Output, with no changes, the span of lines that opens with the line containing "TARGET: polished stone panel" and closes with the last line.

**Rows**
<<<<
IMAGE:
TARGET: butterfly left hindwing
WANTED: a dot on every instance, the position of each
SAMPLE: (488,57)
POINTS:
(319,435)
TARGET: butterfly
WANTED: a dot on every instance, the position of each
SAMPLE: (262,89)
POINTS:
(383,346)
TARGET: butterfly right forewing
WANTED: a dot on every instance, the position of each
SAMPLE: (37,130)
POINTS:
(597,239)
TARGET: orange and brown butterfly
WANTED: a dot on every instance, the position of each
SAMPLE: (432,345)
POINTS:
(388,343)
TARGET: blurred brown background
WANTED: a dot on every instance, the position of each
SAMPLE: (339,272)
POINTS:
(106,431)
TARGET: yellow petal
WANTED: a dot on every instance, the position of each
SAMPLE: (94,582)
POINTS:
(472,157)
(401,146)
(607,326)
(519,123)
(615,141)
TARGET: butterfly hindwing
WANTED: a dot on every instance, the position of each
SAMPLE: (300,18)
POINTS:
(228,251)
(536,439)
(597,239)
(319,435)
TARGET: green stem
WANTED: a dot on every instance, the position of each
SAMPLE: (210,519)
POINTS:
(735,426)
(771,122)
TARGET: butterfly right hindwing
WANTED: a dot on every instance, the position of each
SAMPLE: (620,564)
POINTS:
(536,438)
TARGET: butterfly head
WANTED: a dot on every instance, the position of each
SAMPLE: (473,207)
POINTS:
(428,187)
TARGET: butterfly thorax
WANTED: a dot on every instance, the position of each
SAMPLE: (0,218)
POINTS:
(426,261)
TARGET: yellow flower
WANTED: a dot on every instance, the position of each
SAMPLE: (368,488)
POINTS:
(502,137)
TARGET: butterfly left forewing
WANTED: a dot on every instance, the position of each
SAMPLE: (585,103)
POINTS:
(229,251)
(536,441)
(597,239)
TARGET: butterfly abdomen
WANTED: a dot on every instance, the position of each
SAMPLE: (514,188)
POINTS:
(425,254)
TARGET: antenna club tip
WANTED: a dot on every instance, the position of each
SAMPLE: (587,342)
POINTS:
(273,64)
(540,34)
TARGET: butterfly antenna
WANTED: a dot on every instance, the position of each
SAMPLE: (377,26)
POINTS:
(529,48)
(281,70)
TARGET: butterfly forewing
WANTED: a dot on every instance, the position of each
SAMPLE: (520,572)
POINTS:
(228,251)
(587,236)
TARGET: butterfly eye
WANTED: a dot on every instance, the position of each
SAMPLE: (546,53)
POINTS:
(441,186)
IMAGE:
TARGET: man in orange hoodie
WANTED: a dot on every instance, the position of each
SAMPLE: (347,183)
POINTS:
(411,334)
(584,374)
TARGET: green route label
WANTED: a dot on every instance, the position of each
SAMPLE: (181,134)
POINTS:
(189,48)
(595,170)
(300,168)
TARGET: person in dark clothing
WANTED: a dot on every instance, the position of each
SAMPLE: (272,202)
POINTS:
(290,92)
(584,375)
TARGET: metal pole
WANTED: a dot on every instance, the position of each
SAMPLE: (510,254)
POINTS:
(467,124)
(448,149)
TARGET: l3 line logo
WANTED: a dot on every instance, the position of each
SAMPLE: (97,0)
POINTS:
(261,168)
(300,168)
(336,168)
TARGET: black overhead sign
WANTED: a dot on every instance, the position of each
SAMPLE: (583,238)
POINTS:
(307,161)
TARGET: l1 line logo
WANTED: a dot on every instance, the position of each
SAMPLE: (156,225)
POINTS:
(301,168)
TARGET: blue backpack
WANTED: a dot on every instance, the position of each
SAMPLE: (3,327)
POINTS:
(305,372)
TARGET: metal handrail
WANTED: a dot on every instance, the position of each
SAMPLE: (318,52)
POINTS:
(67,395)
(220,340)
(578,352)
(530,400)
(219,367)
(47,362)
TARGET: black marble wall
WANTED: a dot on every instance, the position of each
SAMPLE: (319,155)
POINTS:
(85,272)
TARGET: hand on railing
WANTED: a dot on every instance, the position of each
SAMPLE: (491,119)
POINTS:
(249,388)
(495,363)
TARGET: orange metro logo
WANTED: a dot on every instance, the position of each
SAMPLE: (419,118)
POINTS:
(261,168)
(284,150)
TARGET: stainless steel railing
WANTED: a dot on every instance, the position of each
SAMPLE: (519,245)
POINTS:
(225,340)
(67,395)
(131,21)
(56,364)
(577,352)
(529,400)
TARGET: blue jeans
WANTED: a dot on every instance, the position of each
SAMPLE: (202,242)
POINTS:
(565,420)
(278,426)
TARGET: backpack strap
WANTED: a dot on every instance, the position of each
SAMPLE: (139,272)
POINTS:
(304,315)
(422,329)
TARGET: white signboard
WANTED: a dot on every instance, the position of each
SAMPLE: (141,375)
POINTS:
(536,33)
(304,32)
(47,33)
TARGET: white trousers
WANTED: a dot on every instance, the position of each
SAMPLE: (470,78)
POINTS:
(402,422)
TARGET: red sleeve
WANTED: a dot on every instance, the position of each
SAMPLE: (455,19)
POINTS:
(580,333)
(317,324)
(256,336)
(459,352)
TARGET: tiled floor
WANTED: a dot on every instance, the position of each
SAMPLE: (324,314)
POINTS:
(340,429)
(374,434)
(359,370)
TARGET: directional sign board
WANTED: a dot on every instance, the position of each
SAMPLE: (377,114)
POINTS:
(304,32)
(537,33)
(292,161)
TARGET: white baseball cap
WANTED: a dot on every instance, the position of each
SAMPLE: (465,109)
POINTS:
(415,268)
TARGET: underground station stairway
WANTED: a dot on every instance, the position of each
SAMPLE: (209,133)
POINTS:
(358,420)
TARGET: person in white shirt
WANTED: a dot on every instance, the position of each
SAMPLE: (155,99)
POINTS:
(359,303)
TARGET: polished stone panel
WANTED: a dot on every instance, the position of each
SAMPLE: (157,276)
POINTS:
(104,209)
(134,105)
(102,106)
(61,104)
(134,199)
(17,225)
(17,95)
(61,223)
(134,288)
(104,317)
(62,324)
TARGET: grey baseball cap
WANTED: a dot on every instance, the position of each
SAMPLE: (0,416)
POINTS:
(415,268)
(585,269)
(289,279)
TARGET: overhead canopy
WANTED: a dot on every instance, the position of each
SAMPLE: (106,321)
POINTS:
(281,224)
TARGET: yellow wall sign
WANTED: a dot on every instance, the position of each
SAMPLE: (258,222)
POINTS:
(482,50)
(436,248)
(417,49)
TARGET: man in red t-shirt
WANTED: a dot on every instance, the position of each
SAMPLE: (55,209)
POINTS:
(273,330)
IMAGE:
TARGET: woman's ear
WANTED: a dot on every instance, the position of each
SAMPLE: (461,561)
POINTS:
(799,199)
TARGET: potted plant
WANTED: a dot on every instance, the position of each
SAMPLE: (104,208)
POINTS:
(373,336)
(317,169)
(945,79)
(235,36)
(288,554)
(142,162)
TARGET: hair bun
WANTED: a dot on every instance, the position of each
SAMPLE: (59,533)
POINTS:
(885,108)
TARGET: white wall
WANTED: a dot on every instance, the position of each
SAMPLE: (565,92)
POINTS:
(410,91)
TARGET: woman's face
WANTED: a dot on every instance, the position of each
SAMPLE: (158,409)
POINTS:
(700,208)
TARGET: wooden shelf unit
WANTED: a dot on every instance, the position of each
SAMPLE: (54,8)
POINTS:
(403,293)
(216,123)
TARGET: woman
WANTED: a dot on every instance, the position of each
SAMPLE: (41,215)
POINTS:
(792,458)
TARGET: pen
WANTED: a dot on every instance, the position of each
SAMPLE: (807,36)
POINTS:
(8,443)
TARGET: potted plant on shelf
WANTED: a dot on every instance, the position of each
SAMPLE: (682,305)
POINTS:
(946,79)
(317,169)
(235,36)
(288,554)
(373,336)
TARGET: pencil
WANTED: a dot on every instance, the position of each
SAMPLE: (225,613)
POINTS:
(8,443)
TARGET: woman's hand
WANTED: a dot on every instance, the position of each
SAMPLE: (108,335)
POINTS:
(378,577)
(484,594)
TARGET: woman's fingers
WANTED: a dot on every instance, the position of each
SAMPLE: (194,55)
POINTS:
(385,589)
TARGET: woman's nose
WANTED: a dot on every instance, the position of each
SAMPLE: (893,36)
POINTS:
>>>>
**Problem solution**
TARGET: polished stone panel
WANTED: a dot on every instance, the position of each
SAMPLE: (157,276)
POINTS:
(104,209)
(134,105)
(102,106)
(61,104)
(134,199)
(17,225)
(17,95)
(61,223)
(134,288)
(104,317)
(62,324)
TARGET: grey baseball cap
WANTED: a dot on every instance, the position of each
SAMPLE: (0,416)
POINTS:
(415,268)
(585,269)
(289,279)
TARGET: overhead canopy
WANTED: a dot on every instance, the position of each
SAMPLE: (106,321)
POINTS:
(281,224)
TARGET: yellow wall sign
WANTED: a dot on every instance, the position of each
SAMPLE: (258,222)
POINTS:
(482,50)
(436,248)
(417,49)
TARGET: man in red t-shirt
WANTED: a dot on every instance, the position of each
SAMPLE: (55,209)
POINTS:
(273,330)
IMAGE:
TARGET: woman's ear
WANTED: a dot on every instance, the position of each
SAMPLE: (461,561)
POINTS:
(799,199)
TARGET: potted plant
WANTED: a dot on every instance, the position of each
SAMPLE: (104,208)
POINTS:
(373,336)
(317,169)
(945,79)
(235,36)
(288,554)
(142,162)
TARGET: hair bun
WANTED: a dot on every instance, the position of each
SAMPLE: (59,533)
POINTS:
(885,108)
TARGET: white wall
WANTED: a dot on every instance, the position of each
SAMPLE: (565,92)
POINTS:
(410,91)
TARGET: woman's face
WANTED: a dot on every instance, the position of each
SAMPLE: (158,409)
POINTS:
(700,208)
TARGET: wooden shelf unit
WANTED: a dot on every instance, the position of each
SAMPLE: (54,8)
POINTS:
(403,293)
(216,123)
TARGET: woman
WANTED: a dot on every instance, the position of each
SAMPLE: (41,215)
POINTS:
(792,458)
TARGET: pen
WANTED: a dot on every instance, the position of each
SAMPLE: (807,36)
POINTS:
(8,443)
TARGET: potted plant on shelf
WANTED: a dot on every instance, the position of each
SAMPLE: (682,305)
POINTS:
(946,79)
(317,169)
(235,36)
(288,554)
(373,336)
TARGET: pencil
WANTED: a dot on every instance, the position of each
SAMPLE: (225,613)
POINTS:
(8,443)
TARGET: woman's hand
WANTED: a dot on every instance, the position of each
SAMPLE: (108,335)
POINTS:
(378,577)
(484,594)
TARGET: woman's fingers
WANTED: a dot on every instance, the position of each
SAMPLE: (194,55)
POINTS:
(385,589)
TARGET: woman's nose
WANTED: a dot on every instance, the position of each
SAMPLE: (893,36)
POINTS:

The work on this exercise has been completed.